Text section:

======

Neural Machine Translation based on Transformer

Major Reference:

Vaswani, Ashish, et al. "Attention is all you need." Advances in Neural Information Processing Systems. 2017. (http://papers.nips.cc/paper/7181-attention-is-all-you-need)

Popel, Martin, and Ondřej Bojar. "Training Tips for the Transformer Model." The Prague Bulletin of Mathematical Linguistics 110.1 (2018): 43-70. (https://ufal.mff.cuni.cz/pbml/110/art-popel-bojar.pdf)

Gu, Jiatao, Graham Neubig, Kyunghyun Cho, and Victor OK Li. "Learning to translate in real-time with neural machine translation." arXiv preprint arXiv:1610.00388 (2016).

Requirements:
Python 3.6
PyTorch >= 0.4
torchtext >= 0.3 (installed from the source https://github.com/pytorch/text)
tqdm
tensorflow-cpu, tensorbaordX
(optional) use tensorboard for visualization

Dataset
We provided the pre-processed (BPE) parallel corpora at
https://www.dropbox.com/sh/p5b6m14is8hd4rn/AAAW5M6ddaiwjd5DbugNPmdEa?dl=0

You can simply download all the datasets and put them to your <DATA_DIR>.

======

Material provided:
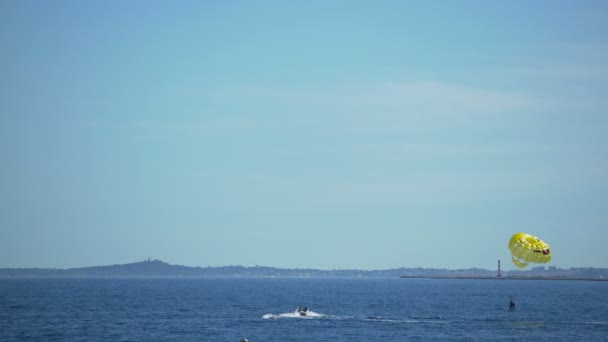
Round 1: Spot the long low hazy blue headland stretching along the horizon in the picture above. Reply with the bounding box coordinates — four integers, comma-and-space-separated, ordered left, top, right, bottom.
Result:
0, 259, 608, 281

======

Explore the material:
[a] Reproduce the passage of the Transformer translation text starting with "Neural Machine Translation based" and going on through "preprint arXiv:1610.00388 (2016).".
[b] Resume the Transformer translation text after its final sentence.

Response list:
[a]
Neural Machine Translation based on Transformer

Major Reference:

Vaswani, Ashish, et al. "Attention is all you need." Advances in Neural Information Processing Systems. 2017. (http://papers.nips.cc/paper/7181-attention-is-all-you-need)

Popel, Martin, and Ondřej Bojar. "Training Tips for the Transformer Model." The Prague Bulletin of Mathematical Linguistics 110.1 (2018): 43-70. (https://ufal.mff.cuni.cz/pbml/110/art-popel-bojar.pdf)

Gu, Jiatao, Graham Neubig, Kyunghyun Cho, and Victor OK Li. "Learning to translate in real-time with neural machine translation." arXiv preprint arXiv:1610.00388 (2016).

[b]
currently included

WMT16 RO-EN (600K)
WMT14 EN-DE (4.5M)

Pre-processing

python ez_run.py \
                --prefix [time]  \
                --mode data \
                --data_prefix <DATA_DIR> \
                --dataset "wmt16" \
                --src "ro" \
                --trg "en" \
                --train_set "train.bpe" \
                --dev_set   "dev.bpe"   \
                --char # (optional) if use, build the character-level vocabulary.

Training
train the NMT model with basic Transformer
Due to pytorch limitation, the multi-GPU version is still under constration. In order to achieve large batch size on single GPU, we used a trick to perform multiple passes (--inter_size) before one update to the parametrs which, however, hurts the training efficiency.

python ez_run.py \
                --prefix [time]  \
                --gpu  <GPU_ID> \
                --mode train \
                --data_prefix <DATA_DIR> \
                --dataset "wmt16" \
                --src "ro" \
                --trg "en" \
                --train_set "train.bpe" \
                --dev_set   "dev.bpe"   \
                --load_lazy  \         # (recommended) suitable for Large corpus. Pre-shuffling the dataset is required.
                --workspace_prefix <MODEL_DIR> \  # where you save models, states, and logs.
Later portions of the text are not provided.